§ **Goal**:
Reproduce the passage on the BC campus case, starting with "The facts of" and going on through "and eventually arrested.".

* Begin Reading text *

The facts of the BC case are unique among the scores of campus sexual assault lawsuits since issuance of the Dear Colleague letter in 2011. In October 2012, the accused student (John Doe, or JD, in pleadings), a senior and a student reporter, was covering a campus cruise run by a minority student organization. As he was walking across the cruise’s dance floor (described as dark, with strobe lights), a female student said that she was digitally penetrated, from behind. She turned around, pointed at JD, and started screaming. At that point, JD claimed that another male student told him, “Sorry, dude, that was my bad.” (At the hearing, this student, identified in the record as JK, would deny making this remark, although post-incident texts cast doubt on his testimony.) Based on the female student’s point, JD was detained by security guards and eventually arrested.

* End Reading text *
* Begin Listed entries *

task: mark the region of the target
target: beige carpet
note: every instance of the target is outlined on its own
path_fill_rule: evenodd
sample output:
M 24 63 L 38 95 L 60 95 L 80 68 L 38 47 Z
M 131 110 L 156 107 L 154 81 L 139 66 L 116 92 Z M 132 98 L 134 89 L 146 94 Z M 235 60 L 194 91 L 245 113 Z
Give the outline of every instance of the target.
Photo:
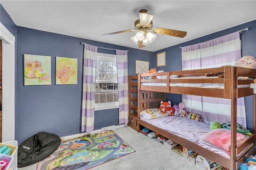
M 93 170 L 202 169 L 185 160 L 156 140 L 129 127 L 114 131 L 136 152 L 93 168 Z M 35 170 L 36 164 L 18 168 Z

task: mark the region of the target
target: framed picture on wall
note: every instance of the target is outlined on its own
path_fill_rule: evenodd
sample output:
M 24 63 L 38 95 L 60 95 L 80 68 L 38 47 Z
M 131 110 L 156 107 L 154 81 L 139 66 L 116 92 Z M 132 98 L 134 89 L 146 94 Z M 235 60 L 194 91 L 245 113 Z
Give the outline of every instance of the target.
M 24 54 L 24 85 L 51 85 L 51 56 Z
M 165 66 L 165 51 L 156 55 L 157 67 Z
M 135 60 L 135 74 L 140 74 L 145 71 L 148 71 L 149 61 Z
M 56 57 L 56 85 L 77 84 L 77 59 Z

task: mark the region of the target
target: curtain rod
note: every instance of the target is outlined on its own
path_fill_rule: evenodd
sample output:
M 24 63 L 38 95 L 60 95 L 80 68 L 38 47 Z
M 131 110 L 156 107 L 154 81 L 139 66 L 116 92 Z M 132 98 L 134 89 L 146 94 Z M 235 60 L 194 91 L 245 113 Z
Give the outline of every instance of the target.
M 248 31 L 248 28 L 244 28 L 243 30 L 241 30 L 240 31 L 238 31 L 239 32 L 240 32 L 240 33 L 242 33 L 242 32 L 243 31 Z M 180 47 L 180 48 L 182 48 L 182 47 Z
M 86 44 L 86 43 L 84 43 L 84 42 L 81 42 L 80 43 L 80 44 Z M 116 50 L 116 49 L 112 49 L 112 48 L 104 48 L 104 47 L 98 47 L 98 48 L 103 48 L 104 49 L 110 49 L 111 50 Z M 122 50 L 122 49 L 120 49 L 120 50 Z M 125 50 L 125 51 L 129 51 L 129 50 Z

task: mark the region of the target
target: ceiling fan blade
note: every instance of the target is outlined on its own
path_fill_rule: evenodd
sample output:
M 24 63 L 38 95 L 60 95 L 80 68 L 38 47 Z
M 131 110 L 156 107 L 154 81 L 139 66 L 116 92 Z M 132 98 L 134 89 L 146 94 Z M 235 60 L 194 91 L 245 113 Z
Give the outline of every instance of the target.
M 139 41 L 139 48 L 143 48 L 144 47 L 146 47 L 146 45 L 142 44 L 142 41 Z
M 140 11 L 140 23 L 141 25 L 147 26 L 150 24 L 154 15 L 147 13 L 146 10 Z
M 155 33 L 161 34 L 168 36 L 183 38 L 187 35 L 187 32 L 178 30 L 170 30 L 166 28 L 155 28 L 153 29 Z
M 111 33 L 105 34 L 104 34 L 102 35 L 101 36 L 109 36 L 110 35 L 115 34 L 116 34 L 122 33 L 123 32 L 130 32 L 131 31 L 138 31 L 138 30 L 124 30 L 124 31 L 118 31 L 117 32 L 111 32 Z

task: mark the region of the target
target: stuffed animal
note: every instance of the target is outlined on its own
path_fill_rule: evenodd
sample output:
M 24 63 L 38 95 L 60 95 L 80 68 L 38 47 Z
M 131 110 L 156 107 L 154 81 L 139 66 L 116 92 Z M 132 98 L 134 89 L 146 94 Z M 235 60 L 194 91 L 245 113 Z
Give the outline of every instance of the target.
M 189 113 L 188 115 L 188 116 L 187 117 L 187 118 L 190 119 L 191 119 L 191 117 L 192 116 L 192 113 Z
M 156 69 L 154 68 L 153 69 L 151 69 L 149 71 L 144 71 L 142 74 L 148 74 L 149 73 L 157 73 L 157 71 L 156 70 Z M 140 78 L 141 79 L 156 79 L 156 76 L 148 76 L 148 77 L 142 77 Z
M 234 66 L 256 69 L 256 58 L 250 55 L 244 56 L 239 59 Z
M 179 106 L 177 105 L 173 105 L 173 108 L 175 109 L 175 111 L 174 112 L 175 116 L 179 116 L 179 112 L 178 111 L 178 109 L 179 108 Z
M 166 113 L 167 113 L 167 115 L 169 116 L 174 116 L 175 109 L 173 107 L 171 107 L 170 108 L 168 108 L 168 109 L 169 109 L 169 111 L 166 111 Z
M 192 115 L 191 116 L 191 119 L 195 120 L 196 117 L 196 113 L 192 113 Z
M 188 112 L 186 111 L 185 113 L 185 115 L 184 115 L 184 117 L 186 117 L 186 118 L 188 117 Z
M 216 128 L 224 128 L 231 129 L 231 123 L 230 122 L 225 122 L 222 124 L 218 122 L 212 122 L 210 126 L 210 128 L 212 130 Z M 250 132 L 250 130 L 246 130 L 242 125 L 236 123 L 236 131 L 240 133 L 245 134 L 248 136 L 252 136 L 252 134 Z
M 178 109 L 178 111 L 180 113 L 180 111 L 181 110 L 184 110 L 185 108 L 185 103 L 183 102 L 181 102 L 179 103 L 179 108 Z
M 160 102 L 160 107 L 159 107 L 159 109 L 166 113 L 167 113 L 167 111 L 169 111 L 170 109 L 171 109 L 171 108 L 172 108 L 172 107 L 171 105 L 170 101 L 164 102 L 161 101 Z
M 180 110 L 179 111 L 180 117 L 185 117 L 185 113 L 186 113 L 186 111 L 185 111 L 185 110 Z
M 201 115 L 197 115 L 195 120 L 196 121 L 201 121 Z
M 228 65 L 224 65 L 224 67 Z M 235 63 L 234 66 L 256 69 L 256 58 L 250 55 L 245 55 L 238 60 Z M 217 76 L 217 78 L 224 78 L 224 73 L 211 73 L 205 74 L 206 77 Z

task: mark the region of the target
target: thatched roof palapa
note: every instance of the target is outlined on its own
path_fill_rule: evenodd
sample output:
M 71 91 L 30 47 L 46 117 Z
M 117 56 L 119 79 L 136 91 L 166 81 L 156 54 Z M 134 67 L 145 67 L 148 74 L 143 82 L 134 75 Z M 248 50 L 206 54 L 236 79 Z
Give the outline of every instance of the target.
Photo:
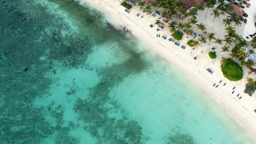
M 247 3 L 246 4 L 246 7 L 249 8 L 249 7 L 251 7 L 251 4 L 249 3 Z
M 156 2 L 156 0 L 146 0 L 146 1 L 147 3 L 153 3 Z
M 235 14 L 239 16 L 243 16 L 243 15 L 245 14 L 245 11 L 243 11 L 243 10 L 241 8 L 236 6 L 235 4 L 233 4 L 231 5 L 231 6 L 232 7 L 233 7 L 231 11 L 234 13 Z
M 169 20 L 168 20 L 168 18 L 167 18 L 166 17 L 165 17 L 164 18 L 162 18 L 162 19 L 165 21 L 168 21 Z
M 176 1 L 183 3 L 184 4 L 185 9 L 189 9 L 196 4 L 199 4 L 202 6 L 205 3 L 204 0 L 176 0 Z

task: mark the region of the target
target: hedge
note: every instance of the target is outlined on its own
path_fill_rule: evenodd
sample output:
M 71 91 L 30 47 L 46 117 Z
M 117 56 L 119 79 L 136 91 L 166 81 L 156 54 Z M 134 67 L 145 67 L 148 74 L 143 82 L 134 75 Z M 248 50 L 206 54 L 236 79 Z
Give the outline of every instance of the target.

* End Listed entries *
* Begin Listed entries *

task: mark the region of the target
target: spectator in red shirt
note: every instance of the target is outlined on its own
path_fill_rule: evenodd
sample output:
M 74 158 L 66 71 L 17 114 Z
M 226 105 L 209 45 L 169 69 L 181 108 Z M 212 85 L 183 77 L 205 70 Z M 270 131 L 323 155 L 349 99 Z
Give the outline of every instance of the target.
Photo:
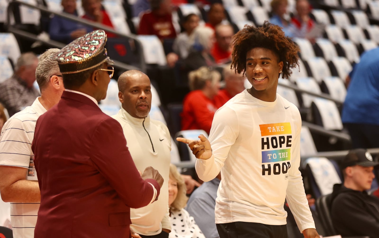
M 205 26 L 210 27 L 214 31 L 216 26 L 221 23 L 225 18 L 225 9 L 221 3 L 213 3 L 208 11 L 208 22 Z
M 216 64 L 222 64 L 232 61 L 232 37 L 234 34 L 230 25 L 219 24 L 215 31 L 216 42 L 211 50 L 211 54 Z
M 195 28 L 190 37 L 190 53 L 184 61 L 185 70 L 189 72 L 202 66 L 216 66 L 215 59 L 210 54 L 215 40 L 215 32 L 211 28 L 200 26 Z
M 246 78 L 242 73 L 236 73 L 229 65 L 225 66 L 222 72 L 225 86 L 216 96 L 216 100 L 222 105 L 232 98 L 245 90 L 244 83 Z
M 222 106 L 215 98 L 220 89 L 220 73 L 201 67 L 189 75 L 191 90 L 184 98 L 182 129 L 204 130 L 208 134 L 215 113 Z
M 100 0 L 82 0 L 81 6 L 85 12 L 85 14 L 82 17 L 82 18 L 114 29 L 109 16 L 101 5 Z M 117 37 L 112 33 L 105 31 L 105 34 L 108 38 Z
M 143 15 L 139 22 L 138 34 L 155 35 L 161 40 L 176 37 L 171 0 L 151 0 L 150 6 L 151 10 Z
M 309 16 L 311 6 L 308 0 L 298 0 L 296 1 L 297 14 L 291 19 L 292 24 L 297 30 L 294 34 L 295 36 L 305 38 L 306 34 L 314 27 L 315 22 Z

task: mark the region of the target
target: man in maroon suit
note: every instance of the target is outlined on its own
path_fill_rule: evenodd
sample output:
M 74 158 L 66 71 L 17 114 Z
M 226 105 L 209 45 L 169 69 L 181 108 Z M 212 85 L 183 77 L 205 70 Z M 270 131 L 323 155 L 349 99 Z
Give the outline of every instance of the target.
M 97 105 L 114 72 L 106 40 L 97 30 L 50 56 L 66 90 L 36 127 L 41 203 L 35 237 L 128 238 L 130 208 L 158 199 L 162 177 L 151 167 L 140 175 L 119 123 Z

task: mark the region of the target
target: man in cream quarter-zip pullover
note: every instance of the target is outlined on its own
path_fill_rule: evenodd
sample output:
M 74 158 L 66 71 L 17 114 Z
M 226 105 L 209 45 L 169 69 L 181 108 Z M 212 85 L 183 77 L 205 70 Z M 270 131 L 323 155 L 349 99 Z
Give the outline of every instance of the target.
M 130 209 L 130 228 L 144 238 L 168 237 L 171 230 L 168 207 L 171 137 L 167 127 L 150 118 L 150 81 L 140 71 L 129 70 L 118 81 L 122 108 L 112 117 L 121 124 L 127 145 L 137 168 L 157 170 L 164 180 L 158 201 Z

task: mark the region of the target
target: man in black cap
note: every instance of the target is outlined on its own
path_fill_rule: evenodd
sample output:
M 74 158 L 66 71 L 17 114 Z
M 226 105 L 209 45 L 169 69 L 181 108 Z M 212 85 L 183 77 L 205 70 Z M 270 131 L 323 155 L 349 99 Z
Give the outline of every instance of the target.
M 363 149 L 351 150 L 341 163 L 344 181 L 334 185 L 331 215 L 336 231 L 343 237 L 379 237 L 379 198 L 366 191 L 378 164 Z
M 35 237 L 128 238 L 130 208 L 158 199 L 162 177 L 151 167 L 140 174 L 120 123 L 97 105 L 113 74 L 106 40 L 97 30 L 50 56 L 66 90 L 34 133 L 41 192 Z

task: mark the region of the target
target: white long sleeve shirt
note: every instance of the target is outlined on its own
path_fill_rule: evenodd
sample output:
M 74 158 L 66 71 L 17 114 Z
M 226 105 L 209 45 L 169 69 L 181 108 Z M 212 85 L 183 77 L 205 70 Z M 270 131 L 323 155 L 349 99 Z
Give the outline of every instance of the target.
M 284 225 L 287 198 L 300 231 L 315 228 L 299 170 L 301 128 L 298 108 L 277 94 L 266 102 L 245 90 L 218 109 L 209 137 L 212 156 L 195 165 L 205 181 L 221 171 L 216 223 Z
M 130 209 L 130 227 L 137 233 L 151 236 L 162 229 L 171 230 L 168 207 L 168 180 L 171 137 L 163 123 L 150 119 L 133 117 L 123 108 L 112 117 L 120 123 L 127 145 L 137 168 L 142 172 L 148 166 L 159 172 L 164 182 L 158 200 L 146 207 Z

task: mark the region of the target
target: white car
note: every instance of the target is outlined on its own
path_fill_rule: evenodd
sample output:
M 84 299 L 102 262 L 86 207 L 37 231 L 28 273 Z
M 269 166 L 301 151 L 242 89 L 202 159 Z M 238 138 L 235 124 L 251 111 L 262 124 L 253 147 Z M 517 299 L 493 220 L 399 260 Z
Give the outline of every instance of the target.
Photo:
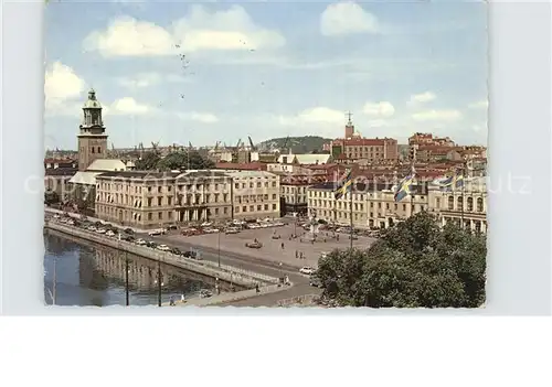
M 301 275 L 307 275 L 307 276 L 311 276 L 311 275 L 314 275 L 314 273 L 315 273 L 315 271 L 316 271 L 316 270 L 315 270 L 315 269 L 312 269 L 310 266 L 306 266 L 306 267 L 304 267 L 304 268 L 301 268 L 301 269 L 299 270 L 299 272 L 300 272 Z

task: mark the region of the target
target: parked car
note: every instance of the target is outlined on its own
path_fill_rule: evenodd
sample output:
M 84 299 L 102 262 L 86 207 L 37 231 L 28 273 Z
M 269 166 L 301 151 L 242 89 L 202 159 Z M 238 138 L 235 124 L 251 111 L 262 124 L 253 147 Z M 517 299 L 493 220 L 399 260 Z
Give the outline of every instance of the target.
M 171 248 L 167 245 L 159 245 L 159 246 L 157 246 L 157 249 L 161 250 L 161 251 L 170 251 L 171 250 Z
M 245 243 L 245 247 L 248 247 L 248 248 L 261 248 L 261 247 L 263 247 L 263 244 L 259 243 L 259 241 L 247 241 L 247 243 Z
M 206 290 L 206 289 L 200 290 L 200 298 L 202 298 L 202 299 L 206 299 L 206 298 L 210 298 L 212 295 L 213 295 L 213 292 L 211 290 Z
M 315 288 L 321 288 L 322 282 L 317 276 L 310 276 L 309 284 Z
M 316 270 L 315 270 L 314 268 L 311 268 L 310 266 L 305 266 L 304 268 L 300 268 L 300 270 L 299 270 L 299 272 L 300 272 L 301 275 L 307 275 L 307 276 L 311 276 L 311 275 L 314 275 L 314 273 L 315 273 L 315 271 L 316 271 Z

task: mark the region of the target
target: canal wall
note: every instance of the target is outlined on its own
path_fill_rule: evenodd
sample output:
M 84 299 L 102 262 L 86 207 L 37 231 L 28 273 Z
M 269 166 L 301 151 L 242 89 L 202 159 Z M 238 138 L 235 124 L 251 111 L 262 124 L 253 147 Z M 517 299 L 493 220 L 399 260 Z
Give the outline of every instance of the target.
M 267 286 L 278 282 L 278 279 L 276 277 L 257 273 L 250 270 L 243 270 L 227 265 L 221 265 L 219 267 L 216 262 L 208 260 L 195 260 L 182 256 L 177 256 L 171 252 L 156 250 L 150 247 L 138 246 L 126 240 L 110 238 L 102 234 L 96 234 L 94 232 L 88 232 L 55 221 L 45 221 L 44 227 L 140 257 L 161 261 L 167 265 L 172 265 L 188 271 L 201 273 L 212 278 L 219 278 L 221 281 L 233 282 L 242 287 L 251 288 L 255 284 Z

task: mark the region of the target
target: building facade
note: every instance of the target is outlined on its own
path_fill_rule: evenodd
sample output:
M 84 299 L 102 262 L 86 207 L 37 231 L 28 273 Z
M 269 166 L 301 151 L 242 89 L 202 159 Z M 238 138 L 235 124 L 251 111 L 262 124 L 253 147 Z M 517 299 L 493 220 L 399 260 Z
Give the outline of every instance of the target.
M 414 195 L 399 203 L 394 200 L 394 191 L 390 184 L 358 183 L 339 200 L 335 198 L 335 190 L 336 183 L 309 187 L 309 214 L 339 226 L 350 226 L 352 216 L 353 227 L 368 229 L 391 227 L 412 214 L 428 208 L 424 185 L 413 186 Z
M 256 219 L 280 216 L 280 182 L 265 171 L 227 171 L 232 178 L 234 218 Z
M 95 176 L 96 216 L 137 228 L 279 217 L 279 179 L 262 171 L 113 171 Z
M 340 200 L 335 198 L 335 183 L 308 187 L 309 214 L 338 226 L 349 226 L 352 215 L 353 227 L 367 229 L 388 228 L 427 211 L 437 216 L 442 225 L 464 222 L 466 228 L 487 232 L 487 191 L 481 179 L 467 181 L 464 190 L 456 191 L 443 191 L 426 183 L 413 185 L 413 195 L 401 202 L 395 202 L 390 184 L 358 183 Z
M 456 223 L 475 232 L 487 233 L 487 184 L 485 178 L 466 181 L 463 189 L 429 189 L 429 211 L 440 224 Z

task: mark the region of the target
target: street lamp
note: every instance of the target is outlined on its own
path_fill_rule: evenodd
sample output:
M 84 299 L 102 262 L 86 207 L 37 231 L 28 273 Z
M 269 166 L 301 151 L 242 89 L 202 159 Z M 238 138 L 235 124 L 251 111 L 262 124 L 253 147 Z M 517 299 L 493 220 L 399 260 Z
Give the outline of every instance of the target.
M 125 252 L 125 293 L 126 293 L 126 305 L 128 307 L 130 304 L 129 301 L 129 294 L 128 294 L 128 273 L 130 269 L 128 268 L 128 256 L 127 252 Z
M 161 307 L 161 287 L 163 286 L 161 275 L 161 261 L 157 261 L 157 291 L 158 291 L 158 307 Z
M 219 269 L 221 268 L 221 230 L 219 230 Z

* End Listed entries *

§ **Task response**:
The facts of the BC case are unique among the scores of campus sexual assault lawsuits since issuance of the Dear Colleague letter in 2011. In October 2012, the accused student (John Doe, or JD, in pleadings), a senior and a student reporter, was covering a campus cruise run by a minority student organization. As he was walking across the cruise’s dance floor (described as dark, with strobe lights), a female student said that she was digitally penetrated, from behind. She turned around, pointed at JD, and started screaming. At that point, JD claimed that another male student told him, “Sorry, dude, that was my bad.” (At the hearing, this student, identified in the record as JK, would deny making this remark, although post-incident texts cast doubt on his testimony.) Based on the female student’s point, JD was detained by security guards and eventually arrested.